══ Listing

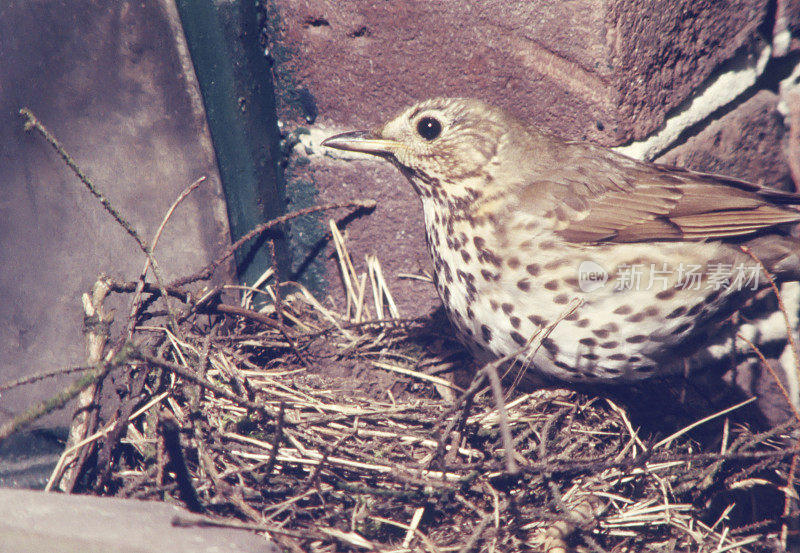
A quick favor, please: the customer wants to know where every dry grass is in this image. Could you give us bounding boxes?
[7,108,798,553]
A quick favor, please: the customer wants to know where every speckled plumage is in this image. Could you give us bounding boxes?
[325,99,800,381]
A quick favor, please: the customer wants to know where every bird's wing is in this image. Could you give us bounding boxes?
[548,147,800,242]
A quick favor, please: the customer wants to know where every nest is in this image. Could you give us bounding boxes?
[4,109,798,553]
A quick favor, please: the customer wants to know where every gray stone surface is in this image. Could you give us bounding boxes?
[0,488,280,553]
[0,0,229,422]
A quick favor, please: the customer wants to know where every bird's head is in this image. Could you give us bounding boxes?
[322,98,517,201]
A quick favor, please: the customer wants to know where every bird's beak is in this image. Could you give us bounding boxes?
[322,131,399,156]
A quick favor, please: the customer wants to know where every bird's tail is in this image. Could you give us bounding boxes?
[742,234,800,281]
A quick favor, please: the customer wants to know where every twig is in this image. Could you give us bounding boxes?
[0,342,131,443]
[0,365,94,392]
[171,200,377,286]
[736,333,800,422]
[126,176,206,339]
[19,108,178,332]
[739,246,800,390]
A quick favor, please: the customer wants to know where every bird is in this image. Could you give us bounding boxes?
[322,98,800,383]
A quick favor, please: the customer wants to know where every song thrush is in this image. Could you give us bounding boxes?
[323,98,800,381]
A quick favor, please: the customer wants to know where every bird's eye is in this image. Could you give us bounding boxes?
[417,117,442,140]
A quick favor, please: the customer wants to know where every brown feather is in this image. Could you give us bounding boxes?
[559,153,800,243]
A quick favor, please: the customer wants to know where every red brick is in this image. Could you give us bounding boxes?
[658,90,794,189]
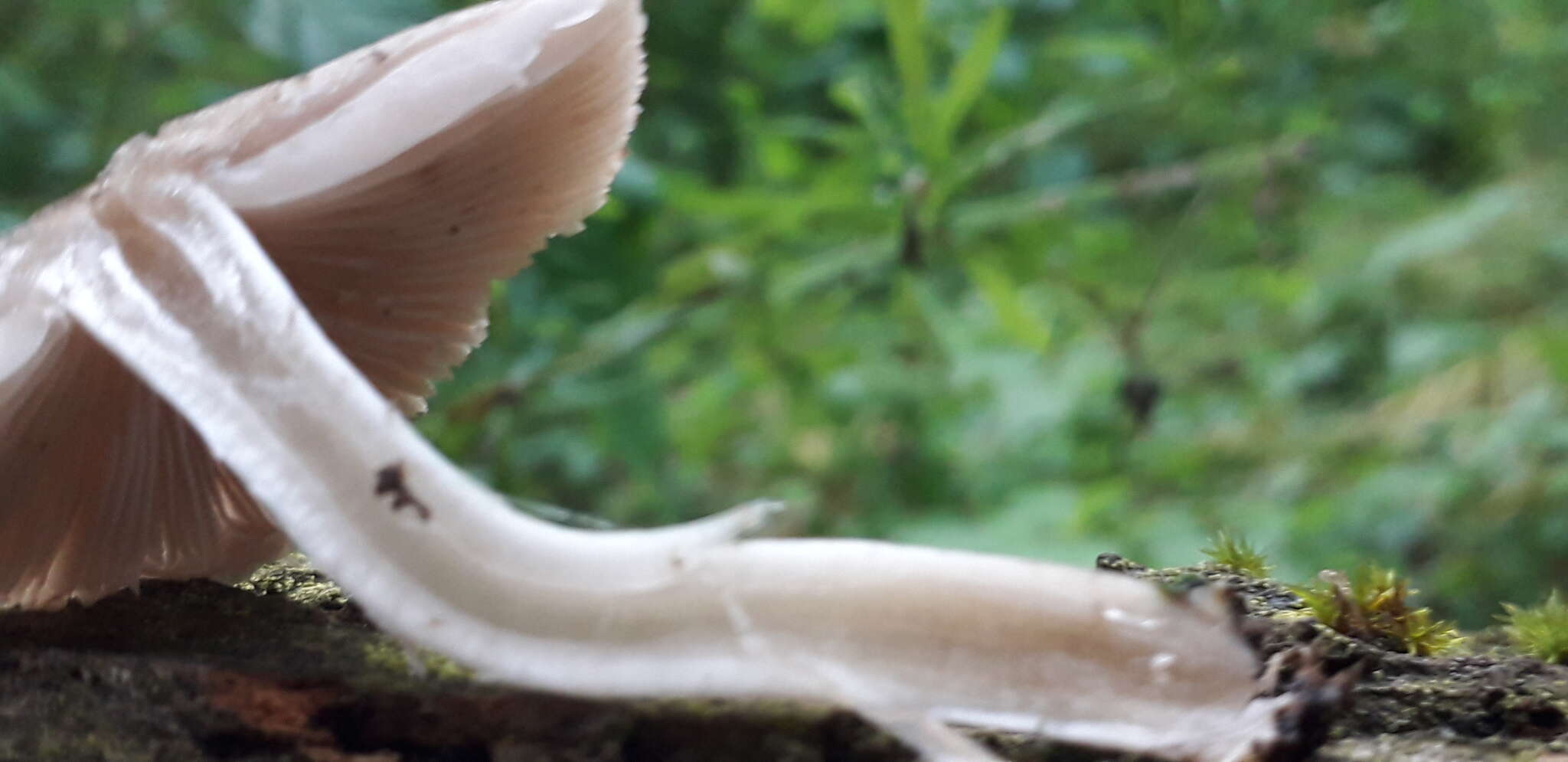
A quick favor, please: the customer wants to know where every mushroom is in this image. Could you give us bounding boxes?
[0,0,1323,760]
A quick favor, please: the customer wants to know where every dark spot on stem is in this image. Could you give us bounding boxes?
[377,463,430,521]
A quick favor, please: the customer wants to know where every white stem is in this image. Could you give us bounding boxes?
[36,175,1285,760]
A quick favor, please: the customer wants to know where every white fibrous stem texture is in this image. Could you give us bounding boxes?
[0,0,1292,760]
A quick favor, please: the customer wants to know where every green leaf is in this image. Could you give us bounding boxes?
[936,8,1013,152]
[883,0,942,163]
[969,262,1050,353]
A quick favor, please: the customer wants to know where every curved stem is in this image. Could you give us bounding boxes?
[34,175,1289,760]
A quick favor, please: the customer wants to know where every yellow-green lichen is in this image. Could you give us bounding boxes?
[1203,530,1273,578]
[1291,564,1465,656]
[1501,590,1568,663]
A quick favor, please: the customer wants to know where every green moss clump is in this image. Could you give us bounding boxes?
[1499,590,1568,663]
[1203,530,1273,578]
[1291,564,1465,656]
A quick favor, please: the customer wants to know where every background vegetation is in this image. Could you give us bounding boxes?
[0,0,1568,624]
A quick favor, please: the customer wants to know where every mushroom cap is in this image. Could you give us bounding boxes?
[0,0,645,608]
[175,0,645,414]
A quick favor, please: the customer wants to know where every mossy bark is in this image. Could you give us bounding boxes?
[0,563,1568,762]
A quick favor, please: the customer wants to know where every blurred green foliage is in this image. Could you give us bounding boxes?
[0,0,1568,624]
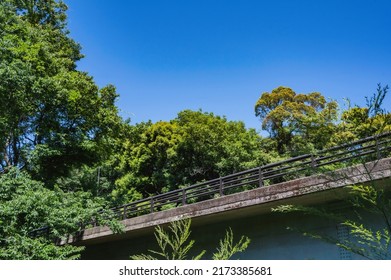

════

• **Prompt**
Copy all of the records above word for word, omitting the pictures.

• **Answer**
A quick favor, please: the customer wants to know where every dry grass is in this image. Could you give us bounding boxes?
[7,108,798,553]
A quick favor, please: the customer wants to know where every speckled plumage is in this image. Could you give us bounding boxes?
[325,99,800,381]
A quick favor, please: the customer wants to know where every bird's wing is in this image. Could you give us bounding boxes?
[548,147,800,242]
A quick favor, please: the customer wants to know where every nest is in this image. Could you give us bounding boxes?
[4,109,798,553]
A quick favor, please: the customer wants to know where every gray stone surface is in this image. Could you give us bounding boxes?
[0,488,280,553]
[0,0,229,422]
A quick favor, please: the customer wants to know where every bird's head is in this image. Could you give us bounding boxes?
[322,98,517,201]
A quick favor, please: the customer wants to know where every bird's beak is in this image. Could you give us bounding boxes?
[322,131,399,156]
A quick favor, please: the customer wants to know where every bird's tail is in this image. Could you give us bounding boxes?
[742,234,800,281]
A quick favor, please: the customer wants to know where every twig is in this image. Could you give us bounding boxes?
[0,342,131,443]
[0,365,94,392]
[171,200,377,286]
[736,333,800,422]
[126,176,206,339]
[19,108,178,332]
[739,246,800,390]
A quick favor, please: the customer wants to know where every bird is in this image. Could you give us bounding boxes?
[322,98,800,383]
A quick favor, please: the customer wants to know where every song thrush is in this image. Could you give us bounding boxes?
[323,98,800,381]
A quick favor, please: the customer wants to know where every bird's eye is in this image. Could you give us bounding boxes?
[417,117,442,140]
A quick favor, please: the customer wants to know where every brown feather is in this image. Could you give us bounding boxes?
[559,153,800,243]
A quick favor, please: the customer wants to know where every red brick is in this image. Could you give us bounding boxes?
[658,90,794,189]
A quick favor, please: the customer wants to know where every mushroom is in this image. Could you give us bounding boxes?
[0,0,1323,760]
A quick favor, please: the customer wants to know where every dark spot on stem is in this image. Could you give us bounding boxes?
[377,463,430,521]
A quick favor, please: the customer wants to know where every white stem is in this image. Could you give us bounding boxes?
[36,175,1285,760]
A quick favor, please: the customer wants to know where every white fibrous stem texture is in this image. Could you give us bounding boxes?
[0,0,1292,760]
A quick favor, please: the customer wants to know where every green leaf is in this image. Could you give us bounding boxes?
[936,8,1013,152]
[883,0,942,163]
[969,262,1050,353]
A quick favor, please: the customer wants to know where every curved stem is in this image. Could you give us bounding boxes?
[34,175,1289,760]
A quick favor, please: the customer wants to know where every yellow-green lichen is in this image. Could you give us bounding boxes?
[1203,530,1273,578]
[1291,564,1465,656]
[1501,590,1568,663]
A quick favor, please: the customer wants to know where every green moss clump is in this image. Could you give us bounding boxes?
[1499,590,1568,663]
[1203,530,1273,578]
[1291,564,1465,656]
A quick favor, please: the customer wants to know where every background vegetation is in this image. Could you give us bounding boxes?
[0,0,1568,624]
A quick favor, please: the customer wants to know where every mushroom cap is in this image. Could you give us bounding boxes?
[0,0,645,608]
[175,0,645,414]
A quick favor, please: the customer wants to know where every mossy bark is in this image. Could you give us bounding boxes?
[0,563,1568,762]
A quick favor, please: the customer wants to know where every blurred green foliage is in this image. Could you give us bounding boxes?
[0,0,1568,624]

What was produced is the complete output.